#### REQUIRED WORK
Copy each of the following records line for line, with nothing changed.

(Entries from a pointing dataset)
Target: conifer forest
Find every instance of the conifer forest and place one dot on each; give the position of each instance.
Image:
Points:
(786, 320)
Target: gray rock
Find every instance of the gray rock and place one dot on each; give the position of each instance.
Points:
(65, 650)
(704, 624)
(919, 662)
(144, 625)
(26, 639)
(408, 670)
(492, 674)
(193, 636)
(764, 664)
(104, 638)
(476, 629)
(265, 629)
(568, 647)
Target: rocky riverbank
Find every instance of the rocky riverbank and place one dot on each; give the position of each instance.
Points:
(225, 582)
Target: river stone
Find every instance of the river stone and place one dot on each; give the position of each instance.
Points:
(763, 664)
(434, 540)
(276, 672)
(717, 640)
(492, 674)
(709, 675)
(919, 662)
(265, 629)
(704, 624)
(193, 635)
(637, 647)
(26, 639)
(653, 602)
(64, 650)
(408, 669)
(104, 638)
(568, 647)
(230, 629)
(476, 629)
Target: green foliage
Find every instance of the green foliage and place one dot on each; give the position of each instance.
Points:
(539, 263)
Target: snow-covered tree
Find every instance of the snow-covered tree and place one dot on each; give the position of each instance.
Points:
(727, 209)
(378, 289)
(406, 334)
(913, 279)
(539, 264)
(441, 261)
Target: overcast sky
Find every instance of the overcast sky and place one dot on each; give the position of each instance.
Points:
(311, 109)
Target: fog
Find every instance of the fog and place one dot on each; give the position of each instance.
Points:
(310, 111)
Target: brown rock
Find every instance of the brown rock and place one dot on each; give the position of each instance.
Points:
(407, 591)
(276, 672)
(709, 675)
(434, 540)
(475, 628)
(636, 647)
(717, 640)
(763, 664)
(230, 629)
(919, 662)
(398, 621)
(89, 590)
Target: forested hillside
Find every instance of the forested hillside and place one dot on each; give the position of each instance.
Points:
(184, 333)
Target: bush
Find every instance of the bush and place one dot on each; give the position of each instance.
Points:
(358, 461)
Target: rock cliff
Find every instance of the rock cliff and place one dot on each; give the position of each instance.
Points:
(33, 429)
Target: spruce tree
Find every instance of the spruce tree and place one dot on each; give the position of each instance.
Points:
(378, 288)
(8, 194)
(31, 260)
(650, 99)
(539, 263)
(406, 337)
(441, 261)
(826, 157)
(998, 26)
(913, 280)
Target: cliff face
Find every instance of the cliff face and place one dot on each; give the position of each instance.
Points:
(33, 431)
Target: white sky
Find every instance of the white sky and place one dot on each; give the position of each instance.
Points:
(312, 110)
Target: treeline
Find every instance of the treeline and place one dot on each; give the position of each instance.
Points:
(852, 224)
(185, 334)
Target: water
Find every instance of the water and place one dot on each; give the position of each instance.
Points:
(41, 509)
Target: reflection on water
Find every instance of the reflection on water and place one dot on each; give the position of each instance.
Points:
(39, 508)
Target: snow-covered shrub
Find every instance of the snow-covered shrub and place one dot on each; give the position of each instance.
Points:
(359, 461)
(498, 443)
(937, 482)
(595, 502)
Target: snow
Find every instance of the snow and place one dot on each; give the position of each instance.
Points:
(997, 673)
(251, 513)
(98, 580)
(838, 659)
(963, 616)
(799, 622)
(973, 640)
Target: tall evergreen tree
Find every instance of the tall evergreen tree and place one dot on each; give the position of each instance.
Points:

#### FINAL RESULT
Target: conifer forest
Find every instance of the conifer forest and place one dot on each; give the position of each instance.
Image:
Points:
(786, 320)
Target: gray rock
Find every instance of the gray rock and place one dot on each; give the position of each instance.
Points:
(65, 650)
(704, 624)
(919, 662)
(144, 625)
(26, 639)
(408, 670)
(492, 674)
(193, 636)
(764, 664)
(104, 638)
(476, 629)
(265, 629)
(568, 647)
Target: rocky riverbank
Find every instance of the rocky riverbank and place one dot on each; give the position of each instance.
Points:
(225, 582)
Target: river stone
Find every instance of the river stone and place one dot on each; give the position of each instance.
Points:
(763, 664)
(434, 540)
(276, 672)
(717, 640)
(492, 674)
(709, 675)
(919, 662)
(265, 629)
(704, 624)
(193, 635)
(637, 647)
(26, 639)
(653, 602)
(64, 650)
(408, 669)
(104, 638)
(568, 647)
(230, 629)
(476, 629)
Target: green foliage
Find every instance of the green foliage and place one dot on each; give the position of each instance.
Points:
(539, 263)
Target: snow-covered tree
Find every instance of the snow-covered tree and place one dot on each; give the position of each instance.
Points:
(727, 209)
(378, 289)
(406, 334)
(913, 279)
(539, 264)
(441, 261)
Target: overcast sky
Find every instance of the overcast sky and place one dot on each; give the position of each instance.
Points:
(311, 109)
Target: fog
Find every instance of the fog and place one dot on each; give the position of each instance.
Points:
(310, 111)
Target: brown rock
Find every instance of the brown rock and place one dot on each; give the position of each instance.
Points:
(407, 591)
(276, 672)
(709, 675)
(434, 540)
(475, 628)
(636, 647)
(717, 640)
(763, 664)
(230, 629)
(919, 662)
(398, 621)
(89, 590)
Target: forested hillside
Find every instance of the forested hillside and place one dot on each; give the position of each instance.
Points:
(184, 333)
Target: bush
Find every instance of the bush and place one dot on each; give the position of each instance.
Points:
(358, 461)
Target: rock cliff
Find every instance of the rock cliff and place one dot on each; give the position of each instance.
Points:
(33, 429)
Target: spruce tree
Find every instance of the spruce tree and place one dot on each; give the position of each instance.
Points:
(378, 288)
(8, 194)
(31, 260)
(650, 99)
(539, 263)
(406, 337)
(441, 261)
(826, 157)
(998, 26)
(913, 280)
Target: cliff face
Find every instance of the cliff face and place one dot on each; give the position of each instance.
Points:
(33, 431)
Target: white sky
Find every instance of the white sky and place one dot on each; give the position of each instance.
Points:
(312, 110)
Target: treeline
Find every instance of the treeline and place one dot on each; give the position of each instance.
Points:
(852, 224)
(185, 334)
Target: water
Find every instance of the water and place one dot on each; give the position of each instance.
Points:
(41, 509)
Target: reflection on water
Find every instance of the reflection on water and place one dot on each; give the position of each instance.
Points:
(39, 508)
Target: snow-covered shrub
Find every instance of the snow-covered shrub and place one dot on each; give the position of each instance.
Points:
(359, 461)
(498, 443)
(937, 482)
(595, 502)
Target: snow
Find every instance of the snow and place one dot on each; give the position of each instance.
Points:
(997, 673)
(251, 513)
(98, 580)
(838, 659)
(963, 616)
(799, 622)
(973, 640)
Target: tall evergreen tree
Find every instance of the tall evergreen tree and place one dot on each; give the position of each instance.
Points:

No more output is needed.